WHAT TO DO
Please copy out the rows in the part that opens with the line containing "I trust your judgement on this. Please find the bamboo" and closes with the line containing "[145,118,209,187]", both lines included, and give only those lines. Keep the requests unchanged, and multiply every bounding-box coordinate in the answers by 1.95, rounding to whole numbers with halves going up.

MATERIALS PROVIDED
▶

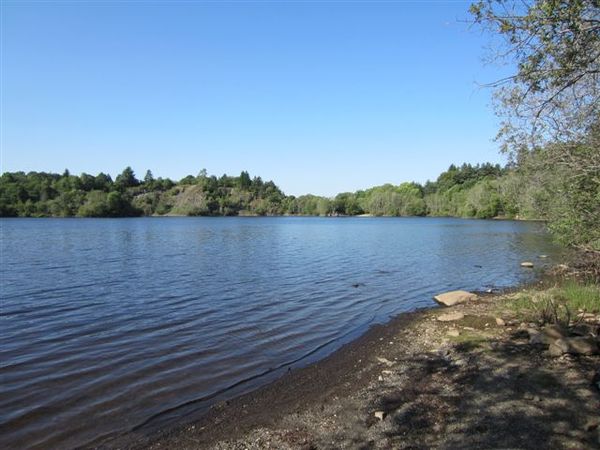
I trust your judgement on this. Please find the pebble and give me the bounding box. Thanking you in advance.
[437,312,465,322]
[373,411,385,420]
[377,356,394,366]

◀
▶

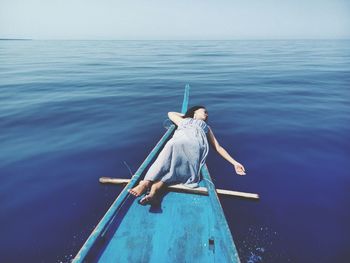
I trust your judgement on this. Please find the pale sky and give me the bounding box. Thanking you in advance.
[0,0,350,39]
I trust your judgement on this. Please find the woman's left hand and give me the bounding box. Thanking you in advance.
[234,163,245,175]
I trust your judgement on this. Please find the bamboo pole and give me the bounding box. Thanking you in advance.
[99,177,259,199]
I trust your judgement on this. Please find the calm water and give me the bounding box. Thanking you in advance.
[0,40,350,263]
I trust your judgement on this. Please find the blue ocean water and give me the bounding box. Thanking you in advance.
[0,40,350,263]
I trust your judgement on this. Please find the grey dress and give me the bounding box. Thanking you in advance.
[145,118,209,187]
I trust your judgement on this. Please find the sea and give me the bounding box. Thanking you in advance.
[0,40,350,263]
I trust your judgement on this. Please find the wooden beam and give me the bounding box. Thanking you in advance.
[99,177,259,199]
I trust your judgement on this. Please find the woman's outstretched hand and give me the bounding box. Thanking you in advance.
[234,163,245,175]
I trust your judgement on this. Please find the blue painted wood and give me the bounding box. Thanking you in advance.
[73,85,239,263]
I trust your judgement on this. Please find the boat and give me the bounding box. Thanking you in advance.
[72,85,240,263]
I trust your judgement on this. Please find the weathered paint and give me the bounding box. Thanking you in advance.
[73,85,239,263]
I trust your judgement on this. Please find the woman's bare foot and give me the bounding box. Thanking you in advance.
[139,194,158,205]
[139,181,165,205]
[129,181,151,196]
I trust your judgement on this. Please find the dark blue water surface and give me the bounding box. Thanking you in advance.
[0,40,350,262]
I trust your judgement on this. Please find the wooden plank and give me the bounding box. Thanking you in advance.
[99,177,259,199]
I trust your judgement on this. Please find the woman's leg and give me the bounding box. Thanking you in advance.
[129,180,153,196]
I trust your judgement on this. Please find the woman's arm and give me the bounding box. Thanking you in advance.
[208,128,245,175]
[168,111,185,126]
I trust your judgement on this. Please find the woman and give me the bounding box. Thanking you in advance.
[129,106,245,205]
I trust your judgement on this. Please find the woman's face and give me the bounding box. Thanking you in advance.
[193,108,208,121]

◀

OUTPUT OF THE TASK
I trust your judgement on this. Please find the bamboo pole and give me the bounding box. Thanking you in advance.
[193,345,505,388]
I trust your judgement on this. Please find the calm water and give me the bounding box. Thanking you in advance.
[0,78,683,513]
I trust your judgement on this. Please find the blue ocean water and give me the bounding box. Thanking you in advance.
[0,78,683,513]
I trust your judgement on this. Please find the grey dress and give me the bounding box. Thanking you in advance.
[283,230,408,365]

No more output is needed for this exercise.